> [Instructions for the task]: Even if the data beneath seems repetitive, write it all out again exactly.

> [Stored data entries]:
======

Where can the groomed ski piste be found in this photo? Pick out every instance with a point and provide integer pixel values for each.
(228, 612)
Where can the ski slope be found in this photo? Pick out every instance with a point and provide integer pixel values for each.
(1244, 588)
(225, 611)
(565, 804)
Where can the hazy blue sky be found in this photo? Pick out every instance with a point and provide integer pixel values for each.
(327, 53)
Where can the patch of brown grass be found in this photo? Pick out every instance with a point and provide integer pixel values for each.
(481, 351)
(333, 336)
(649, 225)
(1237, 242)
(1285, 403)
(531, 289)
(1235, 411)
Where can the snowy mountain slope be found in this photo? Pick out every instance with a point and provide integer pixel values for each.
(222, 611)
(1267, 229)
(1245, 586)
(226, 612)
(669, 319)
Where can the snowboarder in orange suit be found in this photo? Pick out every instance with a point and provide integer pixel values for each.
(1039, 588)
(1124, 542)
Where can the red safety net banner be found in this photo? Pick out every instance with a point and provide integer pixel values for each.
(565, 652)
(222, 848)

======

> [Answer space]:
Where can the groomed ski piste be found in this photo? Pick out every instance with a point and provide integer pixel values for each.
(228, 612)
Where can the ski slope be found in this photo? Pick out every instance with a point and provide integer pixel values for each.
(1244, 588)
(225, 611)
(565, 804)
Where can the hazy blue sky be found in this photo? Pick out every instance with a point and provide integer pixel values for each.
(327, 53)
Where can the patch of brown grass be found in this photo? Pick out every instance with a point and provide integer pixel values for each.
(481, 351)
(333, 336)
(649, 225)
(1237, 242)
(1285, 403)
(531, 289)
(1235, 411)
Where can the snowy mountain slope be found in this photo? Pick out every instance with a point and provide integer pixel values for each.
(222, 611)
(1267, 229)
(1245, 586)
(226, 612)
(669, 319)
Where can the snowboarder in orange suit be found in this photo? Pick out every instance with a point and provide integer pixel values for each.
(1039, 588)
(1124, 542)
Where can the red safety net banner be found in this photo? Pick out every instance with a point and provide integer pixel values for each.
(565, 652)
(222, 848)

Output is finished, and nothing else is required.